_Task directions_
Without the pictures, copy all the entries below exactly.
======== Input records ========
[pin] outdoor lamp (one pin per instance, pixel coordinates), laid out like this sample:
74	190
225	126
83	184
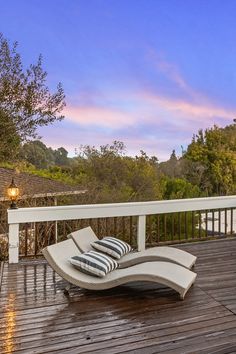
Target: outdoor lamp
13	193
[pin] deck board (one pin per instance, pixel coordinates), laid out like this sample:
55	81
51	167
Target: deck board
36	317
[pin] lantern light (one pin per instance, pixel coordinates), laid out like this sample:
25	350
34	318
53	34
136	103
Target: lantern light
13	193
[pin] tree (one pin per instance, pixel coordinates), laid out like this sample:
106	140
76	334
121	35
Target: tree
========
_Task response_
[pin] outdoor lamp (one pin per instance, pixel coordinates), laid out like this sample:
74	190
225	126
83	184
Target: outdoor lamp
13	193
[pin] deck board (one pin per instance, pixel coordinates), laid out like this sample:
55	81
51	167
Target: deck board
36	317
[pin] lantern light (one pin per instance, pixel coordinates), laid out like this sample:
25	350
34	318
53	34
136	103
Target: lantern light
13	193
[pin] tree (one pin per instance, pixel coordinates), laid out like this sample:
106	140
76	334
121	35
Target: tree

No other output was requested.